Ils demandent aussi que la partie de l'abonnement allouée aux commissaires d'arrondissement pour le traitement des employés fasse l'objet d'un paragraphe spécial au budget du ministère de l'intérieur. Ce serait là une mesure qui aurait les plus mauvais résultats.

Ce qu'ils veulent, c'est toucher en entier le montant de l'abonnement ; de sorte qu'un commissaire d'arrondissement qui, en s'imposant un surcroît de travail, pourrait n'occuper que deux employés, par exemple, au lieu de trois, serait encore obligé de remettre l'abonnement en entier à ses employés, c'est-à-dire départager le traitement du troisième entre les deux autres.

Cette mesure serait des plus fâcheuses pour certains commissaires d'arrondissement. Le traitement de ces fonctionnaires étant peu élevé, certains d'entre eux sans fortune personnelle peuvent cependant vivre d'une manière convenable en faisant quelques économies sur leurs frais de bureau. Il n'en serait plus de même si la demande des employés des commissariats était accueillie par la Chambre, et les fonctions de commissaire seraient inaccessibles aux personnes non favorisées de la fortune.

- La discussion est close.

Articles 38 à 41

« Art. 38. Traitement des commissaires d'arrondissement : fr. 166,800.

« Charge extraordinaire : fr. 765. »

- Adopté.


« Art. 39. Emoluments pour frais de bureau : fr. 81,200. »

- Adopté.


« Art. 40. Frais de route et de tournées : fr. 26,000. »

- Adopté.


« Art. 41. Frais d'exploits relatifs aux appels interjetés d'office, en vertu de l'article 7 de la loi du 1er avril 1843 : fr. 500. »

- Adopté.

Chapitre VI. Milice

Discussion générale

La discussion est ouverte sur ce chapitre.

M. Moncheur. - Messieurs, un projet est présenté depuis quatre ou cinq ans pour réviser la loi sur le recrutement de l'armée. Ce projet est renvoyé à la section centrale, et la Chambre a reçu dernièrement la promesse que la section centrale s'en occuperait incessamment. Je désire que cette promesse se réalise.

* Données fournies *
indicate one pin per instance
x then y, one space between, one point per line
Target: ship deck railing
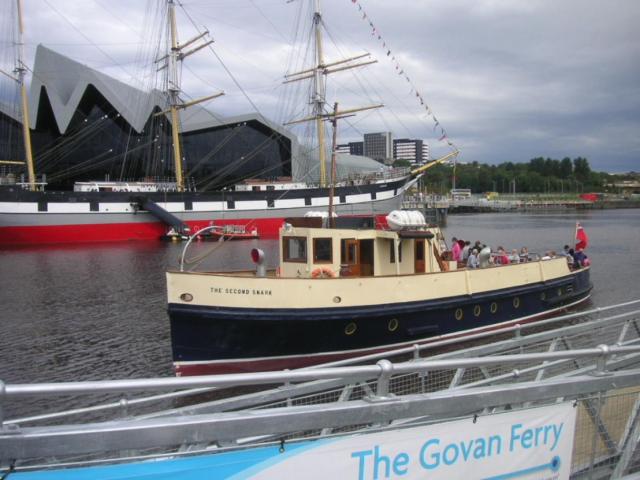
591 358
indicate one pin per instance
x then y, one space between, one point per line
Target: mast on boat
318 73
21 71
171 59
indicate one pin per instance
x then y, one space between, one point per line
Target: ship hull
31 218
211 340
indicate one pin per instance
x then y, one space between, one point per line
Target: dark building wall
100 144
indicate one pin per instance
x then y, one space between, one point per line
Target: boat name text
240 291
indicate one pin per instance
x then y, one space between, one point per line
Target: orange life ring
323 272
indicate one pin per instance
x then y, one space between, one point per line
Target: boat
343 289
216 232
114 211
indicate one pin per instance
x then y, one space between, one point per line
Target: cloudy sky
508 80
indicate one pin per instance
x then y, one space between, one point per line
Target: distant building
352 148
414 151
379 146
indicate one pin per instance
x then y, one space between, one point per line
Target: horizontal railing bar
113 405
346 373
129 435
481 335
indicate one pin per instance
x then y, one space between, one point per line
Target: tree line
539 175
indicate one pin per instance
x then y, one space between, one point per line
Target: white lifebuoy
323 272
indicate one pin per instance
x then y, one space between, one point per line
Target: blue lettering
377 459
400 464
452 447
467 447
557 433
514 436
527 438
361 461
435 456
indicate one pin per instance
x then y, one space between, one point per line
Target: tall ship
169 135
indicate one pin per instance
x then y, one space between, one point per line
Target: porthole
350 329
393 325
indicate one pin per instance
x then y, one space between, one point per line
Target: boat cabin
348 250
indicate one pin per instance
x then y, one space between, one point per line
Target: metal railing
592 358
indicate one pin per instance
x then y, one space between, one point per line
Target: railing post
386 370
2 395
416 352
601 363
382 387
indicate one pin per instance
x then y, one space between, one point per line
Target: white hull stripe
365 351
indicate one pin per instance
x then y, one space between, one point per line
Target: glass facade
100 145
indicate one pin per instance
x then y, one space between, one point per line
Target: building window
322 250
294 249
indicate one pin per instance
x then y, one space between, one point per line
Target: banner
527 444
535 443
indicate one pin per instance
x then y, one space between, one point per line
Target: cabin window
294 249
322 250
392 252
349 251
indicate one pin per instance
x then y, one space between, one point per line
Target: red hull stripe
293 362
118 232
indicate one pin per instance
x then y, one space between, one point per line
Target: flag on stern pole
581 238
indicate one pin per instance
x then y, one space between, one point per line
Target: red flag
581 238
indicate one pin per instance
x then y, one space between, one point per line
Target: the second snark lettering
239 291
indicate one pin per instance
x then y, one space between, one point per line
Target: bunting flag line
582 241
375 32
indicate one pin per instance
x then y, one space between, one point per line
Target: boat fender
323 272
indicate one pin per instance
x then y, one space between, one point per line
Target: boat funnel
406 220
484 256
257 255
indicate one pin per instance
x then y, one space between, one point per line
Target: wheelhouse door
419 256
350 257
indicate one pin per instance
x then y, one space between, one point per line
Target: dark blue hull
216 340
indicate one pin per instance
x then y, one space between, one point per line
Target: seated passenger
472 261
502 258
579 259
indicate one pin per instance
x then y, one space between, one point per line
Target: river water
98 311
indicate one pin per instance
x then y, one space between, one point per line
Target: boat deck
590 358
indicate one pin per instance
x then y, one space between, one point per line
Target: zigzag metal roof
65 82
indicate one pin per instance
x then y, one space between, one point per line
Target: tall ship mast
20 70
318 75
152 204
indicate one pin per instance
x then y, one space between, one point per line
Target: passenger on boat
466 250
580 259
501 257
549 255
456 251
472 261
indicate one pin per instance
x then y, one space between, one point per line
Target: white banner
527 444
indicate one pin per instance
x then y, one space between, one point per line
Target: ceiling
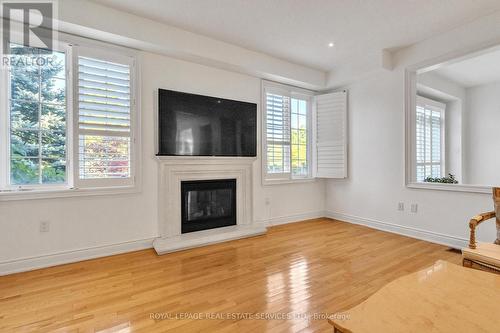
299 30
475 71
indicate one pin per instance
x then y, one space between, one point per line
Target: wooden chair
484 256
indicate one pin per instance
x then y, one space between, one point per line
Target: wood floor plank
304 270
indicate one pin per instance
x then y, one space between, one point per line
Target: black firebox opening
208 204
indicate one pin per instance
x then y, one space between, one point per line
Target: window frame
291 92
427 103
73 187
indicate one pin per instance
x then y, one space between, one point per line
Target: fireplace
208 204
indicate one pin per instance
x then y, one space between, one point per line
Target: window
70 117
429 122
103 119
287 132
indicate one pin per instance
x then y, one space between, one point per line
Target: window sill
65 193
451 187
270 181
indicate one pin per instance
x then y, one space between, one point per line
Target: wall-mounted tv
196 125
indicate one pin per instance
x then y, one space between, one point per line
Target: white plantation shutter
104 118
331 135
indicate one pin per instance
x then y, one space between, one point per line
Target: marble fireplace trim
172 171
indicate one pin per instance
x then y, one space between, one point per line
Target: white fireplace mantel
174 170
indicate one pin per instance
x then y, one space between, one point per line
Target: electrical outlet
414 208
44 226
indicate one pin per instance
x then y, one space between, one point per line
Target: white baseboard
293 218
28 264
430 236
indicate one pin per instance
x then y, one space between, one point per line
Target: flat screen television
196 125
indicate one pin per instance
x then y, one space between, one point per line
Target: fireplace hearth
208 204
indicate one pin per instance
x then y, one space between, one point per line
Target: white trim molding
66 257
172 171
426 235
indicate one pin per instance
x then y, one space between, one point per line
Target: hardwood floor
315 267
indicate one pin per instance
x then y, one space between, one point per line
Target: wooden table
442 298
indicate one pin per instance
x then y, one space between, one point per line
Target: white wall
481 130
106 222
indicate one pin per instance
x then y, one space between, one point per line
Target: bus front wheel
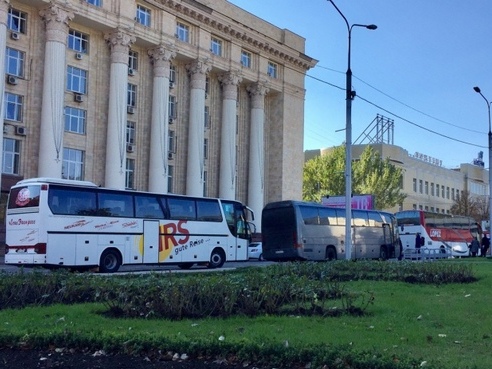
217 259
331 254
110 261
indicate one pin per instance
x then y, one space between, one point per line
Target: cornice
205 15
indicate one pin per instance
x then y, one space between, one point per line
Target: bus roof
57 181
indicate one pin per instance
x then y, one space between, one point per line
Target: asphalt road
153 268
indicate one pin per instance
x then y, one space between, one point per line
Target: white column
256 180
50 158
227 184
4 7
119 42
161 57
194 172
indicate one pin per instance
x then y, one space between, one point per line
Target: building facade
184 96
428 185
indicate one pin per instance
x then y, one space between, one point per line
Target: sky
418 68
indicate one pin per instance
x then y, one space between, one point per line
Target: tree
325 175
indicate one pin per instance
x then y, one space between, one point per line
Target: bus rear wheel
331 254
217 259
110 261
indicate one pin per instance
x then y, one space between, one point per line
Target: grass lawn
449 326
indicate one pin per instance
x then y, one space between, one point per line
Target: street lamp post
477 89
348 137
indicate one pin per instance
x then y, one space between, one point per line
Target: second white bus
56 223
296 230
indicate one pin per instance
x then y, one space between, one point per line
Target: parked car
255 251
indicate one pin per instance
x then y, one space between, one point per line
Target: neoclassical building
194 97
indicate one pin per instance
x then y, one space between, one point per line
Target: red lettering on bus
171 231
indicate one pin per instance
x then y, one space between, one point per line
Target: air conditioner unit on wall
20 131
12 80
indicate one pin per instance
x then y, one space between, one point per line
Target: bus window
208 211
181 209
116 204
327 216
309 215
24 197
359 218
341 217
148 207
68 201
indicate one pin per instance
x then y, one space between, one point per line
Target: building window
73 164
272 70
172 74
172 107
11 156
170 175
14 62
132 95
17 21
246 59
94 2
130 174
143 15
207 117
76 80
133 60
216 46
171 142
78 41
130 132
75 120
182 32
13 107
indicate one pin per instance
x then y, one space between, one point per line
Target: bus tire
217 259
383 253
331 253
110 261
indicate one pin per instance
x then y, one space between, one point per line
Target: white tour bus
61 223
296 230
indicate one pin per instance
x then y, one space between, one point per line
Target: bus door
151 241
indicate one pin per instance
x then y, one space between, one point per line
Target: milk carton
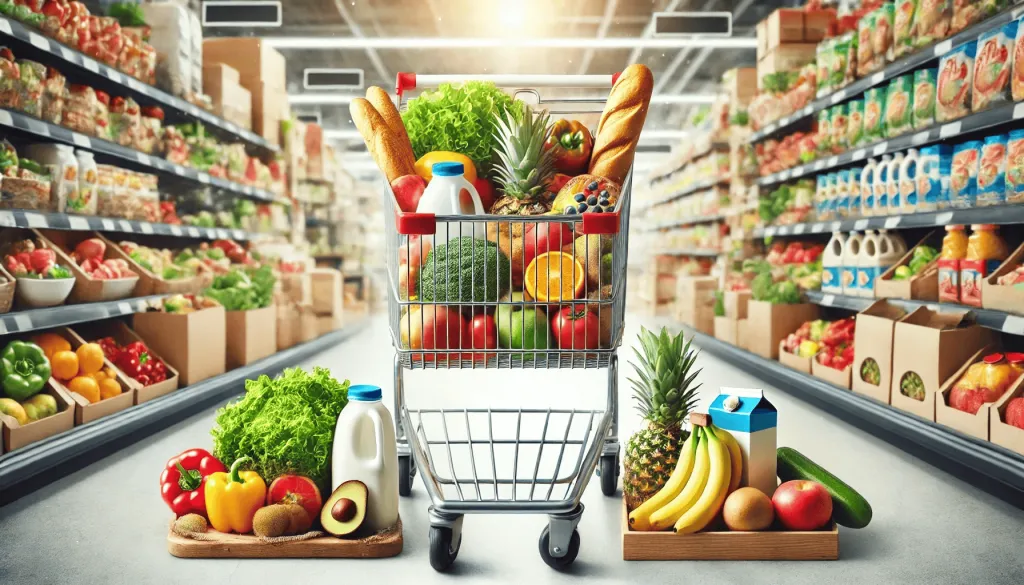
749 416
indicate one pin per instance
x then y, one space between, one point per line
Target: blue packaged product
934 169
992 171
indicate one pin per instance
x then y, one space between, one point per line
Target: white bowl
38 293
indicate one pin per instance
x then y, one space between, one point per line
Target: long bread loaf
619 130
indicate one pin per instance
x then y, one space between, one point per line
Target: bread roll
619 130
382 101
380 141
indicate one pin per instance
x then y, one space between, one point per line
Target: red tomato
577 328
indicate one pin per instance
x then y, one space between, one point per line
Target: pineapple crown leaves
526 167
666 392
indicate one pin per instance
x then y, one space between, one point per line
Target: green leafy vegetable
285 424
458 118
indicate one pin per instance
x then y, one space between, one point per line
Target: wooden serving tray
220 545
768 545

* Consigne *
Recopiez à l'identique le passage de l'extrait sélectionné qui commence aux mots « Ce qu'ils veulent, c'est » et s'arrête après « les deux autres. ».

* Réponse attendue *
Ce qu'ils veulent, c'est toucher en entier le montant de l'abonnement ; de sorte qu'un commissaire d'arrondissement qui, en s'imposant un surcroît de travail, pourrait n'occuper que deux employés, par exemple, au lieu de trois, serait encore obligé de remettre l'abonnement en entier à ses employés, c'est-à-dire départager le traitement du troisième entre les deux autres.